**What you are asked to do**
Copy out these lines word for word, starting at the line that contains "of the yellow" and going all the way to the final line, with both ends included.
※
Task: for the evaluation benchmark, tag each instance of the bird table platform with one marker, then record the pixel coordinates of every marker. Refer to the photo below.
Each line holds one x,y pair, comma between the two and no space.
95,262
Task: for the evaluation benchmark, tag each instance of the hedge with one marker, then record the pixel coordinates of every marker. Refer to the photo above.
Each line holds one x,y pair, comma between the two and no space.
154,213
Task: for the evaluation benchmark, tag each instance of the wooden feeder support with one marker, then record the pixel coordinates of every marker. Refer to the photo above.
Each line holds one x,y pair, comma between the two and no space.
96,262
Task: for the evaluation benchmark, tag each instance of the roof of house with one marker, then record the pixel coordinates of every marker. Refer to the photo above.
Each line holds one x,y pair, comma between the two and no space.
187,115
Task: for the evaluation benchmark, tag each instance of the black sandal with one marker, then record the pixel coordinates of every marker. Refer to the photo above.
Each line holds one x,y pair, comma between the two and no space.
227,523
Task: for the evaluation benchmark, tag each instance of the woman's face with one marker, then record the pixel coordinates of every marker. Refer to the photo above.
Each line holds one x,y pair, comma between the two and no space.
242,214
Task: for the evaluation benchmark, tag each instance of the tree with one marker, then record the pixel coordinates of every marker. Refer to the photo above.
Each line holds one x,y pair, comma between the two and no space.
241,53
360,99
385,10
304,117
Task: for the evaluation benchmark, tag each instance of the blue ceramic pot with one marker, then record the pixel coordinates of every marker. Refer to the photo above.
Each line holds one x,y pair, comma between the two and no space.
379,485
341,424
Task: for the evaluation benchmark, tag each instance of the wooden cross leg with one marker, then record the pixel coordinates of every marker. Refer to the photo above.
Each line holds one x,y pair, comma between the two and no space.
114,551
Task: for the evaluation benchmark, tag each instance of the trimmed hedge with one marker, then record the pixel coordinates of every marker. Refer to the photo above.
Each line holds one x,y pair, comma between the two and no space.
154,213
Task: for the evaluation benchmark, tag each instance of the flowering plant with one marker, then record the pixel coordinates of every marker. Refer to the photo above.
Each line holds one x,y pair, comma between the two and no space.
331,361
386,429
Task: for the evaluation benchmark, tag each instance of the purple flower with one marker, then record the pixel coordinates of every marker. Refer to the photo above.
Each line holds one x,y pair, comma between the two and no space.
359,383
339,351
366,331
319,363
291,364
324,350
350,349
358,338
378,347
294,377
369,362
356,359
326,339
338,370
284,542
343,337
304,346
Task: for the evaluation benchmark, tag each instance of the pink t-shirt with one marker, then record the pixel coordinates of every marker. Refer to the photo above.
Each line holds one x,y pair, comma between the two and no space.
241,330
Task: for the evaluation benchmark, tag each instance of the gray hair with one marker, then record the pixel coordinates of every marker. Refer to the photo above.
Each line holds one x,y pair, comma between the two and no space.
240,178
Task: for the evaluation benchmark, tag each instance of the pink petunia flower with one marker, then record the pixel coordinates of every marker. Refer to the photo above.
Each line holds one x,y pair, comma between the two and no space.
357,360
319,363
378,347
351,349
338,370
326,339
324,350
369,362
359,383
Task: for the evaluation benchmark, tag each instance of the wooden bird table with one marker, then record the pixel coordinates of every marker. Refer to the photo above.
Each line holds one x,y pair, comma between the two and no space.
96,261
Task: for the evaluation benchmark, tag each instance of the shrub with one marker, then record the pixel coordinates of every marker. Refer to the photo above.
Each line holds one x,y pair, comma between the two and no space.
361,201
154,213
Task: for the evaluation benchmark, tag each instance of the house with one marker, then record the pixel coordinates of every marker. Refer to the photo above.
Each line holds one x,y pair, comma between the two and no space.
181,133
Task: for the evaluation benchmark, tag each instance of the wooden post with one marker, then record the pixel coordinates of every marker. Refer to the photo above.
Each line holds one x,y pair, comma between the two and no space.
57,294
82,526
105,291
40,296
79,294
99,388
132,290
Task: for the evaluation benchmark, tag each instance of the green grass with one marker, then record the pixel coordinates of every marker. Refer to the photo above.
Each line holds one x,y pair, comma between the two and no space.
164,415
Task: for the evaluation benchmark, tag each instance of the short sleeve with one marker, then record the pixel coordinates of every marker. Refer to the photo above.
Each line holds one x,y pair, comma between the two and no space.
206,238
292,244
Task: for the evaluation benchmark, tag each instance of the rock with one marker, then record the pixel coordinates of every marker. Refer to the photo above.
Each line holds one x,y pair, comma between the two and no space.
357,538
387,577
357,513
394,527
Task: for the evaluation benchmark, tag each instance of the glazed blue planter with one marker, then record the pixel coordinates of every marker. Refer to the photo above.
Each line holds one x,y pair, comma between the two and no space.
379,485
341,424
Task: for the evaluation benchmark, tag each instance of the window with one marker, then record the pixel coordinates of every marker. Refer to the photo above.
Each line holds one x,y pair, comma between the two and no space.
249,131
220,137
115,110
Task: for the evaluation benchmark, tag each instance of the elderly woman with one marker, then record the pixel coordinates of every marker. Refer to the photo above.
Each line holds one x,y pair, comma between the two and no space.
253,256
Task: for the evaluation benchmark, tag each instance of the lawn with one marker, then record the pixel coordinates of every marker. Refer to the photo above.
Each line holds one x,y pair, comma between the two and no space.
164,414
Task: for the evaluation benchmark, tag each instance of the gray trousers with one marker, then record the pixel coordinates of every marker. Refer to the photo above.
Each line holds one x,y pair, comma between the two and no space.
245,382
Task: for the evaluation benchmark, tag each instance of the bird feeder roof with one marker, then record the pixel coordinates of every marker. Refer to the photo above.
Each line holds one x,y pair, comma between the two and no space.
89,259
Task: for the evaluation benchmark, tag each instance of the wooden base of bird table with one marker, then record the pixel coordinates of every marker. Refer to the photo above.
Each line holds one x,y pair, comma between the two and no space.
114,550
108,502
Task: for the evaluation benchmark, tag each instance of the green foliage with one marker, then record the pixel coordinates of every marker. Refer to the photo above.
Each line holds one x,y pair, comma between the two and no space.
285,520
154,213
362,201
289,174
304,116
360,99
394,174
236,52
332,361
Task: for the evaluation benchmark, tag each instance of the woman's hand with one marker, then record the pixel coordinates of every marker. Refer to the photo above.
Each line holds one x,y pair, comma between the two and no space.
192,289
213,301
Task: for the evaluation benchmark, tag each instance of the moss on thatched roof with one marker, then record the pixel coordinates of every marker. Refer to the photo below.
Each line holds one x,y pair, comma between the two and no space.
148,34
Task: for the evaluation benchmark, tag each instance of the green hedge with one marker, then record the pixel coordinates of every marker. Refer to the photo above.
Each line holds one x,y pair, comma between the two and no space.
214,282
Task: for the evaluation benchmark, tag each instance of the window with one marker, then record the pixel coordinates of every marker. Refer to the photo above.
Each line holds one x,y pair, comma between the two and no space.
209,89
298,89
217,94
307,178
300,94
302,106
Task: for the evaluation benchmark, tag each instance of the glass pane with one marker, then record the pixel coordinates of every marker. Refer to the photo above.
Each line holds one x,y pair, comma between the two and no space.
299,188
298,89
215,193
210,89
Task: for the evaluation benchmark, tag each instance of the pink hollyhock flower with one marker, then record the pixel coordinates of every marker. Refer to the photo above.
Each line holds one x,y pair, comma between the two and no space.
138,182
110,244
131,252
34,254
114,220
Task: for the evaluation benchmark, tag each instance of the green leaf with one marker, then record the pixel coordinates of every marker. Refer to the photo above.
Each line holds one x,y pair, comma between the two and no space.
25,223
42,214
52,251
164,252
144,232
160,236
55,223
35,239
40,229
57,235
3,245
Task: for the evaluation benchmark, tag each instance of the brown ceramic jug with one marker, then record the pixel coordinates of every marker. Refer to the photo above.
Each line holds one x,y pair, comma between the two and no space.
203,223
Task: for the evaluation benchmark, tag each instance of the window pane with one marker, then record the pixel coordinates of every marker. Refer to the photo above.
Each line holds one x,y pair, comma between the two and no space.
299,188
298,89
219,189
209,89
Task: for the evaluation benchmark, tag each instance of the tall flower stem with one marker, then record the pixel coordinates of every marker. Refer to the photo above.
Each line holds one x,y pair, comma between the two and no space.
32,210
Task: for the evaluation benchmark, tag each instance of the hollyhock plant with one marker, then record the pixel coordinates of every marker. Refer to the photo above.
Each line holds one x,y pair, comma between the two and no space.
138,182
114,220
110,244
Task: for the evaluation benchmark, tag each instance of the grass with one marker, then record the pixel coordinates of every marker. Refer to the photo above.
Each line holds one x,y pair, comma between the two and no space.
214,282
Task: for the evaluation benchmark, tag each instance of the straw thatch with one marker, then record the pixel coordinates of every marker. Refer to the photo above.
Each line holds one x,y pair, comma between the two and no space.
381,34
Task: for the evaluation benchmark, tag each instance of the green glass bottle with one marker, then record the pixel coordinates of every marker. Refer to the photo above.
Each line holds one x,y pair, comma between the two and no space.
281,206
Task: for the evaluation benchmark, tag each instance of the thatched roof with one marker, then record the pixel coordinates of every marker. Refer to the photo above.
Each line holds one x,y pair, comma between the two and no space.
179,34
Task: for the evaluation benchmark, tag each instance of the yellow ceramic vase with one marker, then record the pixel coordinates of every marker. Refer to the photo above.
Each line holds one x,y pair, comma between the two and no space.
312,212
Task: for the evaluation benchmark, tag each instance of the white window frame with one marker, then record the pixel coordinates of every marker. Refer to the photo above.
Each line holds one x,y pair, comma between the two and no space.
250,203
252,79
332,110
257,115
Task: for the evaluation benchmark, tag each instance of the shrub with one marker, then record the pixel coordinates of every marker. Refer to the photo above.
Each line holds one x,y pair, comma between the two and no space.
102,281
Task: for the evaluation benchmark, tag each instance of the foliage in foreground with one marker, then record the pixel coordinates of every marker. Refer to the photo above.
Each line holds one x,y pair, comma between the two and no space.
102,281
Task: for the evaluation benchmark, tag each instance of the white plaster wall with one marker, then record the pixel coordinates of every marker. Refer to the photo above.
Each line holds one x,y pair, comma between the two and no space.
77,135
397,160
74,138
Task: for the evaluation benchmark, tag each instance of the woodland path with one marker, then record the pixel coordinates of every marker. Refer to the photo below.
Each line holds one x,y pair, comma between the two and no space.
※
**Exercise response**
Task: for the evaluation benchmark, tag each instance of the yellow ceramic vase with one marker, then record the pixel coordinates of every marker. Refer to the photo above.
Each line holds one x,y pair, comma between the two and no space.
312,212
Task: for the evaluation benchmark, tag each instance of the white window frame with one marker, then record the pixel coordinates of every marker. Refer to the photo above.
Each line holds one x,y pair, comma between the two and no space.
250,203
252,79
332,110
257,115
Task: for the evaluation benchmark, tag each instance of the shrub with one marker, then record the pixel coordinates of every marker. Refer to the photo above.
Each line holds one x,y pair, comma between the two and no space.
102,281
Task: for the evaluation benchmark, tag each instance of the foliage in foreground with one marker, then record the pixel coordinates of every marker. Refer to the photo above.
Each line holds one x,y pair, comma between the two and no space.
102,281
Task: for the evaluation benchmark, tag each instance of the white plaster wall with one marker, then record the pixel coordinates of every marker. Refer to the photo above.
Each line holds one x,y pair, comma between the two and no space.
77,135
397,160
74,138
Task: for the evaluation benchmark, tag each instance of the woodland path with one marker, then record the pixel coordinates of every marker. Refer to the photo below.
Each line holds one x,y pair, comma between the two and no space.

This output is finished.